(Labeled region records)
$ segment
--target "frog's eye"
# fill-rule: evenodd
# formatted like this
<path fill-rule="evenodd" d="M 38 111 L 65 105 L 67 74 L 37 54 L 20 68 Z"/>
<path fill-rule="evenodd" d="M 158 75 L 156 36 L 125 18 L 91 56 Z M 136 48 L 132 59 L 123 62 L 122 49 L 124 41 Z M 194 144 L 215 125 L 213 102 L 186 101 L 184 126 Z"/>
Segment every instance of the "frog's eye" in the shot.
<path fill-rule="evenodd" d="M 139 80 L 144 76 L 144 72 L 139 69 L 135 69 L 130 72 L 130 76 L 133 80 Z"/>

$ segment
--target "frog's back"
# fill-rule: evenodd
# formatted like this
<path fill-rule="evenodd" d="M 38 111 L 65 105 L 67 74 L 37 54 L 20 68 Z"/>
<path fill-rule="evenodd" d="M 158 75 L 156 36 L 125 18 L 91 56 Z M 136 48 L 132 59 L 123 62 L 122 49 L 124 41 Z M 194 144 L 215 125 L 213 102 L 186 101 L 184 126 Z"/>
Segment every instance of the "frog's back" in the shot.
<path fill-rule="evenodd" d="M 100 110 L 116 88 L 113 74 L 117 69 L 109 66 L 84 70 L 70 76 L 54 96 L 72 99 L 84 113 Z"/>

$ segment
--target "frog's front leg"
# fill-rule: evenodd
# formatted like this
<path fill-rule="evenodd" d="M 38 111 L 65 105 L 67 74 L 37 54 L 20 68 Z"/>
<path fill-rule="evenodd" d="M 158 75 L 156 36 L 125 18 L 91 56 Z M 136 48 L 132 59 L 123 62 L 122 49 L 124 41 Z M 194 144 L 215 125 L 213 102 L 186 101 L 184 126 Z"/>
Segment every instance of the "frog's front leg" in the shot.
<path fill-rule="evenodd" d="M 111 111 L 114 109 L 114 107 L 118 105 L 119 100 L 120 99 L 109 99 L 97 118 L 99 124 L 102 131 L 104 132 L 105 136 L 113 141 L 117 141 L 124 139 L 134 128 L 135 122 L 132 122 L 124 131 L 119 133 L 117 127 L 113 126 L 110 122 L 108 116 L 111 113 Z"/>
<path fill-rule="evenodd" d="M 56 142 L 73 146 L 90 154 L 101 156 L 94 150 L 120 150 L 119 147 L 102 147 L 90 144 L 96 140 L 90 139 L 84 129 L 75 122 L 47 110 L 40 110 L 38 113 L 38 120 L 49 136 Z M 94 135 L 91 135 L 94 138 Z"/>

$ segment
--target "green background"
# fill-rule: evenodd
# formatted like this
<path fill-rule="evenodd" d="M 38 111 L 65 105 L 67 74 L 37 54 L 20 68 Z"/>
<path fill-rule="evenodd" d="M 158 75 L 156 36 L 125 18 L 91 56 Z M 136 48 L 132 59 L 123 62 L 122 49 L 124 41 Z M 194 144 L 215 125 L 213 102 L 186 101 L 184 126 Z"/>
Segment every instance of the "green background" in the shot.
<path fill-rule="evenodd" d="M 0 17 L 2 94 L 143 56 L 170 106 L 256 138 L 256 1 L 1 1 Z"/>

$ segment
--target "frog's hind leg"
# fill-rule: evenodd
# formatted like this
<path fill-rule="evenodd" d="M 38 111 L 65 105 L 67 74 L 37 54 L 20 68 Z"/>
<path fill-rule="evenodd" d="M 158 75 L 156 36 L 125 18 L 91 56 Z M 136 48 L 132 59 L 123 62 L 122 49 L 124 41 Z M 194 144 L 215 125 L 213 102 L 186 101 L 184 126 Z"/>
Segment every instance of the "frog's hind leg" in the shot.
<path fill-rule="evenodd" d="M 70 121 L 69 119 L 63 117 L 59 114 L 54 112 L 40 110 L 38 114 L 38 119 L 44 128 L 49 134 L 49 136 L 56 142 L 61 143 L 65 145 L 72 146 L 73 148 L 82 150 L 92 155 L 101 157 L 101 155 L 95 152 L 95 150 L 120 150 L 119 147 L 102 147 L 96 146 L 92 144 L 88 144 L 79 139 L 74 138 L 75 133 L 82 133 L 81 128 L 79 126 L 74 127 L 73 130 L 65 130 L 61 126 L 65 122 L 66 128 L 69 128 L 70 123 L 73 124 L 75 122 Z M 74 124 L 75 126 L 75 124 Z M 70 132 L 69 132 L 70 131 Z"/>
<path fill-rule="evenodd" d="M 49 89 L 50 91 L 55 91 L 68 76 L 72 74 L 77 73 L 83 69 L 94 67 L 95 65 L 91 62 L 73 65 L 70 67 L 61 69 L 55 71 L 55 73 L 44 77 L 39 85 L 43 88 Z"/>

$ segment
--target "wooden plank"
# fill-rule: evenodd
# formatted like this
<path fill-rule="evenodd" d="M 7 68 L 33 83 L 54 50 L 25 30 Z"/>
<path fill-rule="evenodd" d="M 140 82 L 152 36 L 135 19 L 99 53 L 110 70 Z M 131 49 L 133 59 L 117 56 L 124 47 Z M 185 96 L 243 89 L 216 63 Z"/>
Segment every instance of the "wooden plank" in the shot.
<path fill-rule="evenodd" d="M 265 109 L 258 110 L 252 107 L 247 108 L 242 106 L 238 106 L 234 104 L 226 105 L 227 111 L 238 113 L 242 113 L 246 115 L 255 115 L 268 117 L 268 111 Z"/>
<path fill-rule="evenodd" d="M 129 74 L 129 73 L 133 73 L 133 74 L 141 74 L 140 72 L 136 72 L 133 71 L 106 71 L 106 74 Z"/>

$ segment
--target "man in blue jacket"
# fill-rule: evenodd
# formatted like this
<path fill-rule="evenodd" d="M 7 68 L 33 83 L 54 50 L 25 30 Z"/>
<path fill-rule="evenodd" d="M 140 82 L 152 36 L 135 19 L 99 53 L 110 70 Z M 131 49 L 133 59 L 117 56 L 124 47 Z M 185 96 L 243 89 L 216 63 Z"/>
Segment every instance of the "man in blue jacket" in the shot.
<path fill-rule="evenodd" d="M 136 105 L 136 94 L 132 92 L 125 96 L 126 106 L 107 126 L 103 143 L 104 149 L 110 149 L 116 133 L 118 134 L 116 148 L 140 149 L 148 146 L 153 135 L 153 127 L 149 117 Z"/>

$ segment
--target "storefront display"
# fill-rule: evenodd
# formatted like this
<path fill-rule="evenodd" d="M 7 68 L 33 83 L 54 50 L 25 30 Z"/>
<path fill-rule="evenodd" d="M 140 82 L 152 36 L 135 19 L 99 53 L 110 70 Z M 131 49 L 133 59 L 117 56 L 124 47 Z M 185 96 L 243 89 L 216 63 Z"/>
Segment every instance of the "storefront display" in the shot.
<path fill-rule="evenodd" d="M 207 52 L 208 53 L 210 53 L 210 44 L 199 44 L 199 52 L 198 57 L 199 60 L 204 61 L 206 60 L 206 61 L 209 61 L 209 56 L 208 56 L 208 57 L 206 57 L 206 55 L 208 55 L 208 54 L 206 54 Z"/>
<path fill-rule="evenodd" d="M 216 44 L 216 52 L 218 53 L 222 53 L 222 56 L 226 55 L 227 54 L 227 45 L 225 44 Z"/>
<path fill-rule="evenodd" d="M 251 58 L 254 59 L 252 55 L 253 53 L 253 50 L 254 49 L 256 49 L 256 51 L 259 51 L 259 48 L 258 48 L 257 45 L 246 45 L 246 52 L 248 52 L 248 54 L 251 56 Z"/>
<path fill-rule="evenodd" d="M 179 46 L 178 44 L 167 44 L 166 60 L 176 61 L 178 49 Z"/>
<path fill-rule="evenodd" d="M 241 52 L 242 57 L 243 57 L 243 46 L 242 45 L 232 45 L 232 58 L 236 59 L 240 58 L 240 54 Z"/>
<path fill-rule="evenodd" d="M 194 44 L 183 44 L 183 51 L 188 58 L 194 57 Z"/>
* * *
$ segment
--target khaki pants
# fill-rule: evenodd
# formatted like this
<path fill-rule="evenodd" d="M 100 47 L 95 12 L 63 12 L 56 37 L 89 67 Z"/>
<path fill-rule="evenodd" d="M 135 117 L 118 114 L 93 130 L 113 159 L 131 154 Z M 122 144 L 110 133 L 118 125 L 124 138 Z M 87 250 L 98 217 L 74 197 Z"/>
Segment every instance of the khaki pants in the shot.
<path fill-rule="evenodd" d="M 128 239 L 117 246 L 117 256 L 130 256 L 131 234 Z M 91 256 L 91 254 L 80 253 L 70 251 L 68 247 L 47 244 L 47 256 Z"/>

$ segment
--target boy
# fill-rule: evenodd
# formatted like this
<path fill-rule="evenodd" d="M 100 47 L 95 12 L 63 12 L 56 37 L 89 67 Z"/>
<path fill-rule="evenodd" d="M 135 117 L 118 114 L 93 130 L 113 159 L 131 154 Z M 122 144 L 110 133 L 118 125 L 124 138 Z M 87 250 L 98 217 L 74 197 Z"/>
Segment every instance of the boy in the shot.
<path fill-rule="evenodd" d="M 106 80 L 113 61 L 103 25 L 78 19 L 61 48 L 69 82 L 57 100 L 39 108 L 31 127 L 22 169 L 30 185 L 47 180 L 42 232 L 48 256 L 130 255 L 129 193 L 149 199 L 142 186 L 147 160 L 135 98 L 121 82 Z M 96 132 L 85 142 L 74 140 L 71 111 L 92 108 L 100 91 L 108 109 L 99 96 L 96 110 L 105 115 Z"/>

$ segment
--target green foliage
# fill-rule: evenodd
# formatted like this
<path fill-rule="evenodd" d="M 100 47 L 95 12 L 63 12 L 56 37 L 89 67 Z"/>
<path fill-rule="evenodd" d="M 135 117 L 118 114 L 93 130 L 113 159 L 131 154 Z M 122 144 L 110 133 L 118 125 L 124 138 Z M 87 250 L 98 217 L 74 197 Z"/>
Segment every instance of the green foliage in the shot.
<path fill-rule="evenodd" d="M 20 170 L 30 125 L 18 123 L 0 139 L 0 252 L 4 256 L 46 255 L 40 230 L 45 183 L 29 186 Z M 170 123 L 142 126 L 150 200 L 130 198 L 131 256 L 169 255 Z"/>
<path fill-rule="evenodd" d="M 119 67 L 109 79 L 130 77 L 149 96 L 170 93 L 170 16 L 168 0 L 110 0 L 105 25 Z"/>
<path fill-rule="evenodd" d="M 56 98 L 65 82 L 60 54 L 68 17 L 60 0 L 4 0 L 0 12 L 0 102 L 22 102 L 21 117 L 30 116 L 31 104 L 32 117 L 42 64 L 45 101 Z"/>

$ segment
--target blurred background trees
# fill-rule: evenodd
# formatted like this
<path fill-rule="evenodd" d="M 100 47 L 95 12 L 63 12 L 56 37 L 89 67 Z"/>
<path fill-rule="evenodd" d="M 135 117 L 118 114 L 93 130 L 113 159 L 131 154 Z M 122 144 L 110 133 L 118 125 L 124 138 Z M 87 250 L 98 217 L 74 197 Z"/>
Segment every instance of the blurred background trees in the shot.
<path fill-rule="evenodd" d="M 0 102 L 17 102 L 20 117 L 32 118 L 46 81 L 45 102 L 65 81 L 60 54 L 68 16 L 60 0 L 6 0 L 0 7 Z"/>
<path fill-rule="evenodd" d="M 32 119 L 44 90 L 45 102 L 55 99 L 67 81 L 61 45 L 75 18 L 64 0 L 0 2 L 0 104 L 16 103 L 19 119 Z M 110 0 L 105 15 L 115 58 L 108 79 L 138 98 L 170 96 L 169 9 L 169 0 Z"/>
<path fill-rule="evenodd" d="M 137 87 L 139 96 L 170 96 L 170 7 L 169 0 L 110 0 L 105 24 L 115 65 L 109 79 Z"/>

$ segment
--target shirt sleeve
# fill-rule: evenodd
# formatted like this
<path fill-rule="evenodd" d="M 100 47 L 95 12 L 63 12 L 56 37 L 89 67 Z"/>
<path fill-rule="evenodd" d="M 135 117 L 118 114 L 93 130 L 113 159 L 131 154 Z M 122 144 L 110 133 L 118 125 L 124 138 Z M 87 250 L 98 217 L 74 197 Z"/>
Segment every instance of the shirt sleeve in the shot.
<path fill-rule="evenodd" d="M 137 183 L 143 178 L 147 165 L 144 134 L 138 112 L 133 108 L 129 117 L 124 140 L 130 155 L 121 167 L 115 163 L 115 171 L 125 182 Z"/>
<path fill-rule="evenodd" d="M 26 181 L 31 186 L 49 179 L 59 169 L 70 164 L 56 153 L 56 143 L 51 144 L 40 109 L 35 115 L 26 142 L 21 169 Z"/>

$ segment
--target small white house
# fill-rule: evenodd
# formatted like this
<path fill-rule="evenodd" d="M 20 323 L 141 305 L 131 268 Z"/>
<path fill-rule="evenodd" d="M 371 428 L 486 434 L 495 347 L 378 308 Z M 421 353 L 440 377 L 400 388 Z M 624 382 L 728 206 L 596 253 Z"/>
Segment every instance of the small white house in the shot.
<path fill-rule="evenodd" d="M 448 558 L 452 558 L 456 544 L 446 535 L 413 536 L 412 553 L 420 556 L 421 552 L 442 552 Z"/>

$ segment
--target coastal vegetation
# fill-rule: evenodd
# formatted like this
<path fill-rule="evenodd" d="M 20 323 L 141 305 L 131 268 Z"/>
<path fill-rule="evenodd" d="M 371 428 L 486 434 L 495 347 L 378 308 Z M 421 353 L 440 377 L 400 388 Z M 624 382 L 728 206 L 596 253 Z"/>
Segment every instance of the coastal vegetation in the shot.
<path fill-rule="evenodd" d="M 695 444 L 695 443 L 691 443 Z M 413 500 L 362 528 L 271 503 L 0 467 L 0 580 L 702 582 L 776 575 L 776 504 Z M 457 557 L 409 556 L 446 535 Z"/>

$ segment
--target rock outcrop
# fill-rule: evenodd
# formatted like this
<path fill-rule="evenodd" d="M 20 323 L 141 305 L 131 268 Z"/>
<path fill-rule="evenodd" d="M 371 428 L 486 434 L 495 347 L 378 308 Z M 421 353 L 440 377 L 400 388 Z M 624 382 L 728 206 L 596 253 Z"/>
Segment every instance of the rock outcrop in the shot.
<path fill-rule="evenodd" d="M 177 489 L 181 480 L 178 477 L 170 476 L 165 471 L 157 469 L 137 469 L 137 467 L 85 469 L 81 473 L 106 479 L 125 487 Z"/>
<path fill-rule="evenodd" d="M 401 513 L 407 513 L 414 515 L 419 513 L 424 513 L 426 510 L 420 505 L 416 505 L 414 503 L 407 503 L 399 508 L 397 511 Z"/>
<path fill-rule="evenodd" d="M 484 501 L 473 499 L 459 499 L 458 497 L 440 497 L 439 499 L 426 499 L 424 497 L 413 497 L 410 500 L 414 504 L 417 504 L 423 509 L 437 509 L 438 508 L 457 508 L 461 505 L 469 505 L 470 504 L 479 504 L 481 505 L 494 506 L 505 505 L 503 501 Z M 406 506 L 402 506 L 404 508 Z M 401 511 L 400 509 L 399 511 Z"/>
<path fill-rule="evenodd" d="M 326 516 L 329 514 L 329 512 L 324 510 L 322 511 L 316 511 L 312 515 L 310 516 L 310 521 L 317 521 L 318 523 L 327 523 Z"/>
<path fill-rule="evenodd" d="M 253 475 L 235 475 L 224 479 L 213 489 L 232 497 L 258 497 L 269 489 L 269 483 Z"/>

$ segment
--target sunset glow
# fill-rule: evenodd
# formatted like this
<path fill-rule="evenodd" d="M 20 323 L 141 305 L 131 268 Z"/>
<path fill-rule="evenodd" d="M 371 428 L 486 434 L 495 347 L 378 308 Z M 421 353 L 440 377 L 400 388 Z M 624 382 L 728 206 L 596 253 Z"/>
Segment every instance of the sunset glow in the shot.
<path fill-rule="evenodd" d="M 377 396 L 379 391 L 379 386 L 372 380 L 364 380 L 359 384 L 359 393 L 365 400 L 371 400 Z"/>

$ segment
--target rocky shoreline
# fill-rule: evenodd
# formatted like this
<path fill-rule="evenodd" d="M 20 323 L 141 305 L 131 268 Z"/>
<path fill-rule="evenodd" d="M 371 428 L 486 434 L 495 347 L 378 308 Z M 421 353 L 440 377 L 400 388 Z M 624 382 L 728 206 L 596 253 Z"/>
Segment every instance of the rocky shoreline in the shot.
--
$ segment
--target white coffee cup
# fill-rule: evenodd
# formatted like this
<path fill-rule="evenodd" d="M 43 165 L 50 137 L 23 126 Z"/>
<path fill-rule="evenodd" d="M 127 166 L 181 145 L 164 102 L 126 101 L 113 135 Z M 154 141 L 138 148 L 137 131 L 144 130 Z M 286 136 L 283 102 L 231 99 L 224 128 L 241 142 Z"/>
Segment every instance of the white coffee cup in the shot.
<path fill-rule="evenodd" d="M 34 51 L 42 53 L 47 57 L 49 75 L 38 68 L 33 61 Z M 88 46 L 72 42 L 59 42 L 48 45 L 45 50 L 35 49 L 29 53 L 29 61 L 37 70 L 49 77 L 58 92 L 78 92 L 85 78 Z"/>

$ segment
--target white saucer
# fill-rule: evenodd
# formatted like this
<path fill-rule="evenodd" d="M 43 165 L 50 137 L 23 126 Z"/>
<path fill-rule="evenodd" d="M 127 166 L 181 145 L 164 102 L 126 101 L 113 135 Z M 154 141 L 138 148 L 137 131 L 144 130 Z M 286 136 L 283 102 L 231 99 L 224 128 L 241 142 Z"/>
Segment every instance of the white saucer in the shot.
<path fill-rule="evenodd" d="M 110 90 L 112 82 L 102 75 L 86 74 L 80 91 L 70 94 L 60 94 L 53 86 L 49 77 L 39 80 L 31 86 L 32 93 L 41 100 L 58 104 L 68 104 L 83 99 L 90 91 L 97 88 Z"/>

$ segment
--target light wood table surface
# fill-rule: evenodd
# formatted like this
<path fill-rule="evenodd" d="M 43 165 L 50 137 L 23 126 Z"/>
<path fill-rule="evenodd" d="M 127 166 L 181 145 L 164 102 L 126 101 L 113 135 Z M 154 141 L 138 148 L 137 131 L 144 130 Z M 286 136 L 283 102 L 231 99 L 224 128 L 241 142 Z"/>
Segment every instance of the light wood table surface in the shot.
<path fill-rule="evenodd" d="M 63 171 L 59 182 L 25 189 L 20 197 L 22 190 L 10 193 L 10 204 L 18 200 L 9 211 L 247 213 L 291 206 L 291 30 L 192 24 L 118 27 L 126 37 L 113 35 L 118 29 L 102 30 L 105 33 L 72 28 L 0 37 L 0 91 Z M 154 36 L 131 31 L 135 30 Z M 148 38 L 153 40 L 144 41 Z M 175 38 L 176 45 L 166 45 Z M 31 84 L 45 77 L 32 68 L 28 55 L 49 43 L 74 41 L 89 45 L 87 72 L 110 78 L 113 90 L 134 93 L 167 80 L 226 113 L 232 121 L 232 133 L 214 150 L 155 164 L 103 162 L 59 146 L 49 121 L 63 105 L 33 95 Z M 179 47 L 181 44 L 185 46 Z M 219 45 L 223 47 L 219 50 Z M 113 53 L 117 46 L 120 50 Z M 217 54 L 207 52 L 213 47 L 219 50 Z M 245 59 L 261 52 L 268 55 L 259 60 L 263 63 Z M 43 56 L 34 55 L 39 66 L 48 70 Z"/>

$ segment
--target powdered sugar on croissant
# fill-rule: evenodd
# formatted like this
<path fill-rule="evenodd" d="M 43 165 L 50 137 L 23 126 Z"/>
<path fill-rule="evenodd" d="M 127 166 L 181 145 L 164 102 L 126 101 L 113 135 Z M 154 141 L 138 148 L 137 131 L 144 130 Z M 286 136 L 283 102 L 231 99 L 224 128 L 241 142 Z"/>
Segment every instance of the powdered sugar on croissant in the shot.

Goal => Report every line of the records that contains the string "blurred", matching case exactly.

Result of this exercise =>
--target blurred background trees
Segment every instance of the blurred background trees in the shot.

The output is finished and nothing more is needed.